Stored entries
[start]
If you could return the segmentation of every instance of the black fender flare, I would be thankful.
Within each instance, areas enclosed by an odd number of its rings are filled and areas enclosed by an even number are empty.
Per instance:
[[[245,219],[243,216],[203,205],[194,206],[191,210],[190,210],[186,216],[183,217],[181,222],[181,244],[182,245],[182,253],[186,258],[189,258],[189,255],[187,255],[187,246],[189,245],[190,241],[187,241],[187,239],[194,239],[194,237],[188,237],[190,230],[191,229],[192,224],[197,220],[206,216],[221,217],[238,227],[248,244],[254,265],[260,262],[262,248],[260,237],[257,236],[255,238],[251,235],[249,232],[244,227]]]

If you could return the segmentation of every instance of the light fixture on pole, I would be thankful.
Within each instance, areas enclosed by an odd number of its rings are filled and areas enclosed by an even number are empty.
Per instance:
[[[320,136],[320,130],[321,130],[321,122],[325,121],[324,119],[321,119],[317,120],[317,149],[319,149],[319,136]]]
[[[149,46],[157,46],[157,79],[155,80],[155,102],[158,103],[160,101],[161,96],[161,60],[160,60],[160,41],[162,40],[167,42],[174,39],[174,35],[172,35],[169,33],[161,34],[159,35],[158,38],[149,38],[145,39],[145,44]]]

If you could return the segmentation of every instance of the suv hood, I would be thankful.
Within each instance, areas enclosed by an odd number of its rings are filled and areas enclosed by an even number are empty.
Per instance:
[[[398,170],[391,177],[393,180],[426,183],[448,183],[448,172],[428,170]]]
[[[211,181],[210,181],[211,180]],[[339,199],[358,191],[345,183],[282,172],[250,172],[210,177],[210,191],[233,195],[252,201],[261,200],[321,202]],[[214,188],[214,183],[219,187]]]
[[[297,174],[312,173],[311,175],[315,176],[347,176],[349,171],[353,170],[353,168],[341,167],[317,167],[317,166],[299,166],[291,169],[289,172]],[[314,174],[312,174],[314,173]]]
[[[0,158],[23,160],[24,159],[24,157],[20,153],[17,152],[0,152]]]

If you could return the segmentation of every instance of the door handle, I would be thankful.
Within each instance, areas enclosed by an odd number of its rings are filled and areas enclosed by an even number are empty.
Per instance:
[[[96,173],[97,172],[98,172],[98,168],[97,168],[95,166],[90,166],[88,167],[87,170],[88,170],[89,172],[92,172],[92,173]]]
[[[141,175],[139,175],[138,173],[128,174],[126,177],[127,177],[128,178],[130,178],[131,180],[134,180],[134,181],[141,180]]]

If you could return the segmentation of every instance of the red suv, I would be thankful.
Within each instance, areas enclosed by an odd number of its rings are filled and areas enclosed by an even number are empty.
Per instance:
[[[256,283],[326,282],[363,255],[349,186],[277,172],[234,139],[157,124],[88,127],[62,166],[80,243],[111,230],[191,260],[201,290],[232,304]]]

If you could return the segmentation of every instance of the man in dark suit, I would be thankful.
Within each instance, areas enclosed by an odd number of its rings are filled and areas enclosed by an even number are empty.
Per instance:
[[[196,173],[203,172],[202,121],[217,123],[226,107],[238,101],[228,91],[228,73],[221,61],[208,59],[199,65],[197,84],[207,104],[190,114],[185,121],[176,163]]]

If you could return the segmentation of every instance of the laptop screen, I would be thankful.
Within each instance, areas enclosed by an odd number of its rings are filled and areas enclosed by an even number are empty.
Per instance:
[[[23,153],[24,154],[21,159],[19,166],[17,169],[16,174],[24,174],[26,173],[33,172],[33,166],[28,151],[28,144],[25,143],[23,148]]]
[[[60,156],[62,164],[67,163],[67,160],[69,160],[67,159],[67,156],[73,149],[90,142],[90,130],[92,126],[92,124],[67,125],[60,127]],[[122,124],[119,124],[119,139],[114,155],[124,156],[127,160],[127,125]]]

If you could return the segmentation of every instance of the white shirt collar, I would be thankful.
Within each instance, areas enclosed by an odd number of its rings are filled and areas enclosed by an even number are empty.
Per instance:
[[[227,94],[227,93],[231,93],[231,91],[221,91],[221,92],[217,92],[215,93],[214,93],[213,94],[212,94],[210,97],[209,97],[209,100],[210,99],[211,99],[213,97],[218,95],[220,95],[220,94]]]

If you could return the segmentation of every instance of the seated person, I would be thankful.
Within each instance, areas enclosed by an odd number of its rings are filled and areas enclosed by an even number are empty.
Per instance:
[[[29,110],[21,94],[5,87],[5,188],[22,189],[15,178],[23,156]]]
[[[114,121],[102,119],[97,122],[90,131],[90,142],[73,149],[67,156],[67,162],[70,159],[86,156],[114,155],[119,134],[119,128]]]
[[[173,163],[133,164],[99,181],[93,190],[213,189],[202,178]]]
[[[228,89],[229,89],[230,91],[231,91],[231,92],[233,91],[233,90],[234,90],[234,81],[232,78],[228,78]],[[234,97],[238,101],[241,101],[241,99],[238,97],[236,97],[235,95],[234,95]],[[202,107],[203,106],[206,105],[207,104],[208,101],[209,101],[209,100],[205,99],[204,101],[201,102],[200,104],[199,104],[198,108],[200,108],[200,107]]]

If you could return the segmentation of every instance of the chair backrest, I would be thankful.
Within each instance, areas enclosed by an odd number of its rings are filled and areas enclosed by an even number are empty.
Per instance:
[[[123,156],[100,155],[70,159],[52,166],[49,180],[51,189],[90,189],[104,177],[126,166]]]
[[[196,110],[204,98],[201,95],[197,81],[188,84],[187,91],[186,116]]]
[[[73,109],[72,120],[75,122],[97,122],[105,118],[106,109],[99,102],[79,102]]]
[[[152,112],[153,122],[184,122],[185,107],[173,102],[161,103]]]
[end]
**Problem statement:**
Duplicate every one of these records line for line, changing nothing.

**Final result:**
If you could return the segmentation of every instance of the black fender flare, I would be thankful.
Within each instance, areas enclosed by an odd number of its rings are filled and areas enclosed by an even number are empty.
Per instance:
[[[245,219],[243,216],[203,205],[194,206],[191,210],[190,210],[186,216],[183,217],[181,222],[181,244],[182,245],[182,253],[186,258],[189,258],[189,255],[187,255],[187,246],[189,245],[190,241],[187,241],[187,239],[194,239],[194,237],[188,237],[190,230],[191,229],[192,224],[197,220],[206,216],[221,217],[238,227],[248,244],[254,265],[260,262],[262,248],[260,237],[257,236],[255,238],[251,235],[249,232],[244,227]]]

If you could return the segmentation of every instance of the light fixture on pole, I would be thankful.
Within each instance, areas enclosed by an odd number of its rings are filled and areas enclosed by an even number are empty.
Per instance:
[[[320,136],[320,130],[321,130],[321,122],[325,121],[324,119],[321,119],[317,120],[317,149],[319,149],[319,136]]]
[[[149,46],[157,46],[157,79],[155,80],[155,102],[158,103],[160,101],[161,96],[161,60],[160,60],[160,41],[162,40],[167,42],[174,39],[174,35],[172,35],[169,33],[161,34],[159,35],[158,38],[149,38],[145,39],[145,44]]]

If you could return the segmentation of every instance of the suv hood, I would be thankful.
Within each instance, areas enclosed by an odd number of its rings are filled and areas enclosed by an even number are empty.
Per instance:
[[[398,170],[391,177],[393,180],[426,183],[448,183],[448,172],[428,170]]]
[[[211,181],[210,181],[211,180]],[[339,199],[358,191],[345,183],[282,172],[250,172],[210,177],[210,191],[233,195],[252,201],[261,200],[321,202]],[[214,188],[214,183],[219,187]]]
[[[297,174],[312,173],[311,175],[315,176],[347,176],[349,171],[353,170],[353,168],[341,167],[317,167],[317,166],[299,166],[291,169],[289,172]],[[314,174],[312,174],[314,173]]]
[[[0,158],[23,160],[24,159],[24,157],[20,153],[17,152],[0,152]]]

If you could return the segmentation of every instance of the door handle, I would be thankful.
Within each instance, areas enclosed by an odd number of its rings are filled and areas enclosed by an even number are empty.
Per instance:
[[[96,173],[97,172],[98,172],[98,168],[97,168],[95,166],[90,166],[88,167],[87,170],[88,170],[89,172],[92,172],[92,173]]]
[[[141,175],[139,175],[138,173],[128,174],[126,177],[127,177],[128,178],[130,178],[131,180],[134,180],[134,181],[141,180]]]

If you could return the segmentation of every instance of the red suv, I would be thankful.
Within each instance, areas enclosed by an odd number of its rings are filled and areas enclosed by an even number are empty.
Per instance:
[[[256,283],[326,282],[363,255],[349,186],[277,172],[234,139],[157,124],[88,127],[62,166],[80,243],[111,230],[191,260],[201,290],[232,304]]]

If you could return the segmentation of every instance of the man in dark suit, I would be thankful.
Within each instance, areas enclosed by an odd number of its rings are filled and areas enclosed by an even number are empty.
Per instance:
[[[196,173],[203,172],[202,121],[217,123],[226,107],[238,101],[228,91],[228,73],[221,61],[208,59],[199,65],[197,84],[207,104],[190,114],[185,121],[176,163]]]

If you could return the segmentation of every instance of the laptop screen, I would be thankful.
Within each instance, areas enclosed by an odd number of its rings are filled and areas enclosed by an even number are empty.
Per instance:
[[[23,153],[24,154],[21,159],[19,166],[17,169],[16,174],[24,174],[26,173],[33,172],[33,166],[28,151],[28,144],[25,143],[23,148]]]
[[[60,156],[62,164],[67,163],[67,160],[69,160],[67,159],[67,156],[73,149],[90,142],[90,130],[92,126],[92,124],[67,125],[60,127]],[[122,124],[119,124],[119,139],[114,155],[124,156],[127,160],[127,125]]]

If you could return the segmentation of every instance of the white shirt collar, I would be thankful.
Within each instance, areas enclosed by an odd number of its rings are filled and areas enclosed by an even number are empty.
Per instance:
[[[227,94],[227,93],[231,93],[231,91],[221,91],[221,92],[217,92],[215,93],[214,93],[213,94],[212,94],[210,97],[209,97],[209,100],[210,99],[211,99],[213,97],[218,95],[220,95],[220,94]]]

If you could return the segmentation of every instance of the seated person, I would be thankful.
Within each instance, areas enclosed by an odd number of its rings are filled and areas enclosed by an even number are empty.
Per instance:
[[[29,110],[21,94],[5,87],[5,188],[22,189],[15,178],[23,156]]]
[[[114,121],[102,119],[97,122],[90,131],[90,142],[73,149],[67,156],[67,162],[70,159],[86,156],[114,155],[119,134],[119,128]]]
[[[173,163],[133,164],[99,181],[93,190],[213,189],[202,178]]]
[[[228,89],[229,89],[230,91],[231,91],[231,92],[233,91],[233,90],[234,90],[234,81],[232,78],[228,78]],[[234,97],[238,101],[241,101],[241,99],[238,97],[236,97],[235,95],[234,95]],[[202,107],[203,106],[206,105],[207,104],[208,101],[209,101],[209,100],[205,99],[204,101],[201,102],[200,104],[199,104],[198,108],[200,108],[200,107]]]

If you could return the segmentation of every instance of the chair backrest, I would be thankful.
Within each instance, areas enclosed by an odd number of its rings are filled and areas enclosed by an even number are empty.
Per instance:
[[[123,156],[100,155],[70,159],[52,166],[49,180],[51,189],[90,189],[104,177],[126,166]]]
[[[196,110],[204,98],[201,95],[197,81],[188,84],[187,91],[186,116]]]
[[[73,109],[72,120],[75,122],[97,122],[105,118],[106,109],[99,102],[79,102]]]
[[[152,112],[153,122],[184,122],[185,107],[173,102],[161,103]]]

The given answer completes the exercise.